• **WORK INSTRUCTION**
Please transcribe the listing that follows exactly; images are to be excluded.

• **EXERCISE INPUT**

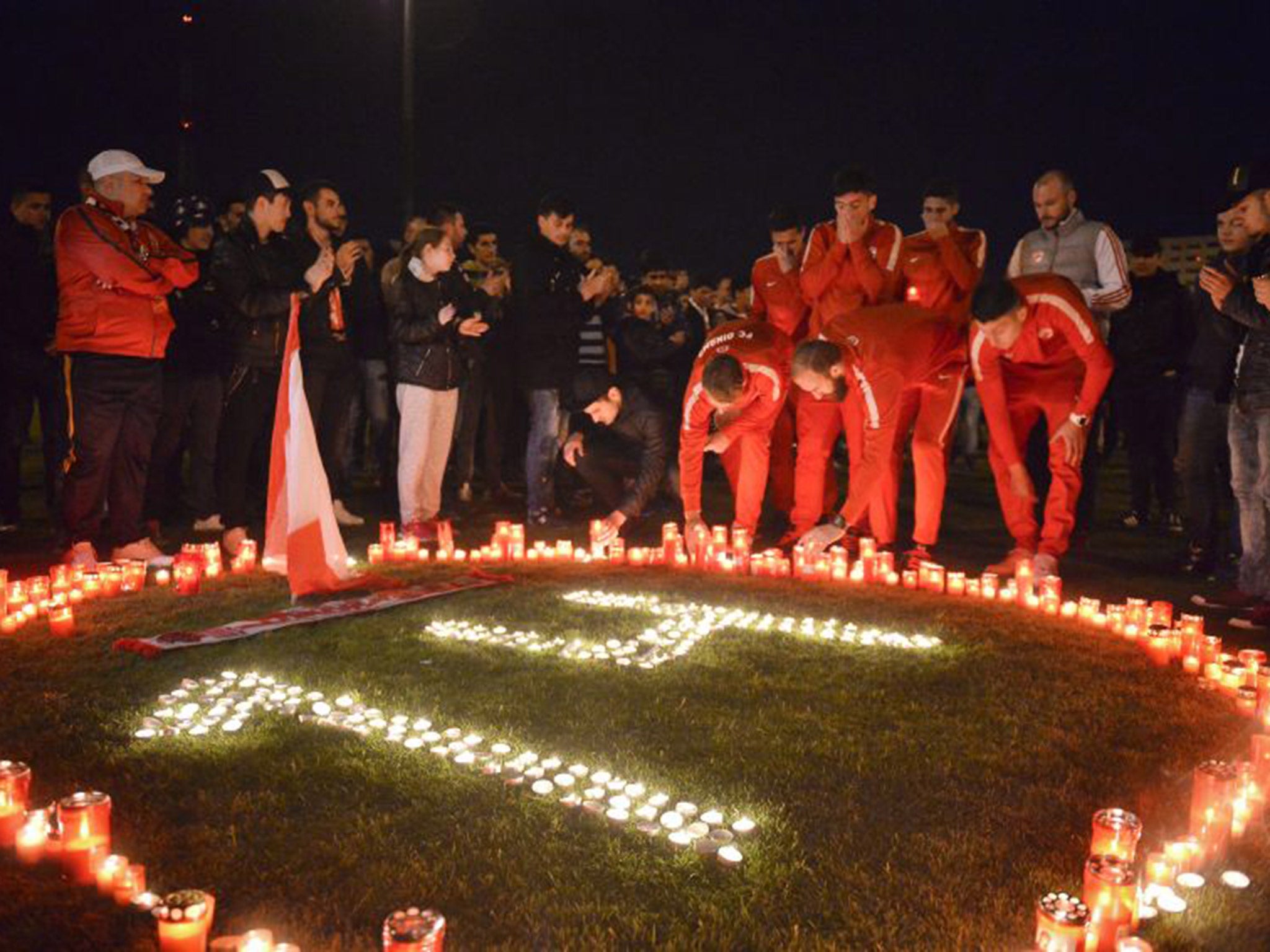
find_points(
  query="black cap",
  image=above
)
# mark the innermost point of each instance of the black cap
(1248, 178)
(588, 386)
(191, 213)
(1145, 247)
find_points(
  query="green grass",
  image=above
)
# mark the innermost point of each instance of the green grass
(905, 799)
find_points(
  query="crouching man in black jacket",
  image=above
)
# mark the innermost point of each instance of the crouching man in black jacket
(623, 456)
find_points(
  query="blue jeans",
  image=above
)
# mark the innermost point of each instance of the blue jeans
(541, 450)
(1203, 459)
(1250, 479)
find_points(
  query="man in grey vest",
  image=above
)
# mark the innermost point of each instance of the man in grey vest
(1090, 255)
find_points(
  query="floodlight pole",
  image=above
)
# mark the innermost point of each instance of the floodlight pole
(408, 23)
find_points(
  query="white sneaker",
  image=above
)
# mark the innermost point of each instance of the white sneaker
(82, 555)
(1044, 566)
(346, 518)
(143, 551)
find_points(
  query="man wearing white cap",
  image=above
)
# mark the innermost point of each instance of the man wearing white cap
(113, 276)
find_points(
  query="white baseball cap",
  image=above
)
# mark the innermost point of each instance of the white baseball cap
(116, 161)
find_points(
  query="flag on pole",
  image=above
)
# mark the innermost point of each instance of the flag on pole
(301, 537)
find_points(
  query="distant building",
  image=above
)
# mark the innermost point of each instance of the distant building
(1186, 254)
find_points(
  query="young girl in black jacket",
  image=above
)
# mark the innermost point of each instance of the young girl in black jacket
(425, 339)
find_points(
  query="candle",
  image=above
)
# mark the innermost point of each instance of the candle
(61, 622)
(130, 883)
(1116, 833)
(1061, 923)
(184, 919)
(86, 824)
(1112, 896)
(414, 931)
(107, 871)
(32, 838)
(14, 796)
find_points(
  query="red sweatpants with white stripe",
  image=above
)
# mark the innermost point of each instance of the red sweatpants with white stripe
(929, 412)
(815, 490)
(1030, 395)
(746, 461)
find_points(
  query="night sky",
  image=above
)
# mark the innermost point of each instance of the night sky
(675, 126)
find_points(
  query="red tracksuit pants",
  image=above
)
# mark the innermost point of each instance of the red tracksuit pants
(746, 461)
(819, 421)
(928, 412)
(1030, 395)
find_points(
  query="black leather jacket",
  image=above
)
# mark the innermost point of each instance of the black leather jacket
(255, 282)
(1253, 372)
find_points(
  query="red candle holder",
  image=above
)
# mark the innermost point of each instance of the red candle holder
(414, 931)
(184, 919)
(1061, 923)
(1116, 833)
(14, 798)
(1112, 896)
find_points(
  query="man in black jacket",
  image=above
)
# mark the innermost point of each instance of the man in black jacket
(623, 455)
(1250, 409)
(1150, 339)
(1204, 452)
(328, 359)
(549, 307)
(192, 382)
(257, 276)
(32, 375)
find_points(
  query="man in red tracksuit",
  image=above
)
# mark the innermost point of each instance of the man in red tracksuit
(739, 382)
(850, 263)
(776, 298)
(1037, 352)
(941, 266)
(908, 367)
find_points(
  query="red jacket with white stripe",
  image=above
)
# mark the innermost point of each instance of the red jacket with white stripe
(776, 298)
(765, 356)
(941, 273)
(840, 278)
(1059, 332)
(113, 277)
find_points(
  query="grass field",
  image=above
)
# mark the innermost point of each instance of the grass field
(905, 799)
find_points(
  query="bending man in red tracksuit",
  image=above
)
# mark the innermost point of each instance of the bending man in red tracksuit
(1037, 352)
(908, 368)
(850, 263)
(776, 298)
(739, 382)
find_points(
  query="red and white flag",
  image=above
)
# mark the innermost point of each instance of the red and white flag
(301, 537)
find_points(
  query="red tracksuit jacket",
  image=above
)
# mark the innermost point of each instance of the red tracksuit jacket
(940, 275)
(776, 298)
(841, 278)
(1059, 332)
(765, 356)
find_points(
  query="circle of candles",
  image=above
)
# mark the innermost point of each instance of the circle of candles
(414, 931)
(1061, 922)
(14, 796)
(1116, 833)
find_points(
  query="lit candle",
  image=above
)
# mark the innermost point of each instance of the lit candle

• **OUTPUT FOR THIS EXERCISE**
find_points(
  query="black cap",
  image=above
)
# mark the innermost point of each instance of the black cap
(1248, 178)
(588, 386)
(191, 213)
(1145, 247)
find_points(
  query="green grass",
  image=above
)
# mark the innermost point of each instance of the green grass
(905, 799)
find_points(
  query="crouching man in black jacket",
  image=above
)
# mark the innermost point of each instance of the crouching man in black jacket
(623, 456)
find_points(
  query="blue jeans",
  image=above
)
# mark the innermost point of each instance of the blue jeans
(541, 450)
(1203, 459)
(1250, 479)
find_points(
  query="man in grey vest",
  image=above
)
# mark the innermost point of each instance of the man in grey vest
(1090, 255)
find_points(
  query="floodlight pole",
  image=above
)
# mark the innermost point of each instance of the floodlight pole
(408, 23)
find_points(
  query="white sneaker",
  image=above
)
# mark the innermost point of each instance of the white sneaker
(82, 555)
(1044, 566)
(346, 518)
(143, 551)
find_points(
  query="man wearing white cap",
  image=above
)
# mark the innermost point of each instance of the man wearing white cap
(113, 276)
find_points(
  query="white baseball cap",
  image=above
)
# mark the innermost point of each instance of the white baseball cap
(116, 161)
find_points(
  query="flag on pole",
  image=above
)
# mark the innermost point of each instance of the flag on pole
(301, 537)
find_points(
  query="distant building",
  image=above
)
# mark the innermost point of each instance of the distant building
(1186, 254)
find_points(
  query="young girl in black jacket",
  image=above
)
# mark the innermost point of each instance of the young girl in black jacket
(425, 339)
find_points(
  query="candle",
  image=above
)
# mark the innermost point of each instance of the candle
(61, 622)
(130, 883)
(1116, 833)
(1061, 923)
(184, 919)
(86, 824)
(1112, 896)
(414, 931)
(107, 871)
(32, 838)
(14, 796)
find_points(
  query="red sweatpants with white stripe",
  image=above
)
# mark the innermost point of each instance of the red sweatpants with white stripe
(929, 412)
(815, 490)
(1030, 395)
(746, 461)
find_points(
  query="night sky",
  image=above
)
# mark the innermost point of each instance of the night sky
(675, 126)
find_points(
  query="red tracksuit pants",
  image=above
)
# mark the innermost point of each instance of the red tracksuit pants
(746, 461)
(819, 421)
(928, 412)
(1030, 395)
find_points(
  query="black leather jacket",
  image=above
)
# mark the innermost point of each instance of the black leather jacket
(255, 282)
(1253, 372)
find_points(
  query="red candle holder",
  image=above
)
# mark the innermost point of each instance of the red candle holder
(414, 931)
(184, 919)
(1061, 923)
(1116, 833)
(14, 798)
(1112, 896)
find_points(
  query="man in black jacket",
  image=above
)
# mark the innermost point of each instance of the man in black jacket
(623, 455)
(1250, 409)
(1150, 339)
(1204, 452)
(328, 359)
(549, 307)
(192, 382)
(257, 276)
(32, 375)
find_points(
  query="man in red tracksuit",
  image=above
)
# mark the innermost point of each instance of the man in red tracksuit
(739, 382)
(850, 263)
(776, 298)
(1037, 352)
(941, 266)
(908, 367)
find_points(
  query="red jacket with white stripe",
  image=above
)
# mark the innermost point of each instance of the red jacket with white stripe
(776, 298)
(765, 356)
(941, 273)
(840, 278)
(1059, 332)
(113, 277)
find_points(
  query="grass field",
  image=above
)
# mark the innermost point of each instance of the grass field
(905, 799)
find_points(
  query="bending man in red tracksuit",
  image=above
)
# mark the innermost point of each instance of the bending man in red tracksuit
(1037, 352)
(908, 368)
(850, 263)
(776, 298)
(739, 382)
find_points(
  query="red and white flag",
  image=above
)
# mark the innermost point of each instance of the red and white flag
(301, 537)
find_points(
  query="red tracksuit jacket",
  image=above
)
# mark the innermost point of each instance of the red tracksuit jacket
(940, 275)
(776, 298)
(841, 278)
(1059, 332)
(765, 356)
find_points(
  query="circle of candles",
  image=above
)
# mark the innermost point of each instance of the circle of candles
(414, 931)
(1061, 922)
(14, 796)
(1116, 833)
find_points(
  query="lit candle",
  image=above
)
# mark the innermost point of each instance of the lit candle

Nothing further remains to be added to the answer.